# Text section:
☆ ☆ ☆

Many articles and books have been written about the healing powers of love and prayer. My wish for today is not to top what has already been said, but – from my most recent personal experience – to agree with the premise.

There have been other times in my life when I have experienced the healing power of friendship and love, but I believe that as we age certain subjects affect us more profoundly, especially those related to our own mortality.

I recently underwent knee replacement surgery and returned home just two days ago. The surgery itself was not life threatening, but the fact that it had to be postponed three times due to unrelated infections left me quite undone by the time I actually entered the operating room.

More to the point, it became ever so much clearer prior to the surgery and immediately afterward that the experience of receiving the love and prayers from those near and dear was both powerful and healing.

Just as some would not argue the existence of God from a logical perspective, one also can’t prove how the energy of love and prayer works to assist those in need. However, especially since the 1980s, scientific studies have shown that no matter what the disease, those who have people praying for them do heal far better and far faster than those who are isolated and have no extended family or group of friends extending themselves to the patient in need.

Today, I am here to attest to the fact that the caring thoughts, the love, and prayers sent to me these past weeks did not merely warm my heart metaphorically. Throughout the days and nights in which I felt an urgent need for assistance – the love of others was both palpable and extraordinarily curative.

☆ ☆ ☆

# List of tasks:
A. Repeat the stretch of the essay on love and prayer from "There have been" through "our own mortality." word for word.
B. Go on with the essay on love and prayer, picking up after its final sentence.

[Natural language region descriptions]
☆ ☆ ☆

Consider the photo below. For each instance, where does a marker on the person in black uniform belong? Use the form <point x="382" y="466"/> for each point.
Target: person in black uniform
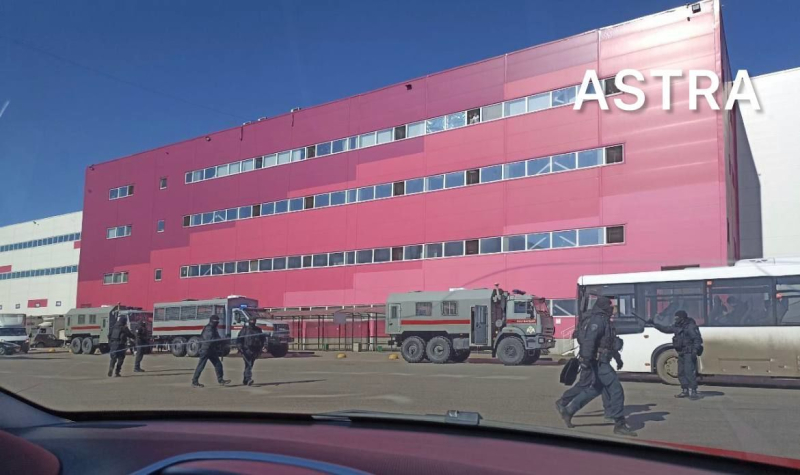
<point x="141" y="344"/>
<point x="598" y="346"/>
<point x="210" y="350"/>
<point x="689" y="344"/>
<point x="251" y="343"/>
<point x="118" y="344"/>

☆ ☆ ☆

# Results:
A.
There have been other times in my life when I have experienced the healing power of friendship and love, but I believe that as we age certain subjects affect us more profoundly, especially those related to our own mortality.

B.
While there is no one way to love or to express one’s love, it is always a feeling of warmth, a personal attachment that feeds our souls and offers us the hope that we desperately need in times of distress. It is often accompanied by a deep feeling of gratitude for all who put their own needs aside during times when we need them. The feeling may not have a particular word and it may be difficult for us to measure, but we certainly do feel it.

In the late 70s and early 80s – a time many referred to pejoratively as New Age thinking – I was in training to become a psychotherapist and began to read the writings of people such as Dr. Larry Dossey. Knowing that he – a Western medical physician – was supporting the power of prayer and love and that the top medical schools in America were requiring their students to take courses in spirituality and healing, allowed me to put on an entirely new thinking cap of my own.

In Dossey’s five-part series, “LEARN TO USE THE POWER OF PRAYER, LOVE and INTENTION TO HEAL,” he takes a very clear position on the healing power of prayer. He writes about scientific research regarding the various healing powers, stressing “the converging functions of prayer and love and some of the limitations of modern medical practices.”

As the executive editor of EXPLORE: The Journal of Science and Healing, and the author of at least ten books about consciousness and spirituality and their roles in the healing process, he addresses this subject with a fount of scientific knowledge, and, as a treating physician, he thereby legitimizes the topic.  He does not merely share anecdotal experiences, though many medical cures begin just that way.  He and many in medical research and medical practice are now – thirty years later – acknowledging the mystifying experiences of patients and are now open to ways of thinking that encourage their patients to help heal themselves as well as to accept the love and prayers of others as being a vital part of the healing process.

So, to all of you who sent me your positive thoughts, your healing energy and prayers, I thank you from the bottom of my heart and remind you – as I am reminding myself – that we don’t have to wait for catastrophic incidents or tenacious traumas to send others our love or to offer it to ourselves, as well.

Wishing everyone excellent health and loving people in your life who will be there when you ask them to be there … and even when you don’t!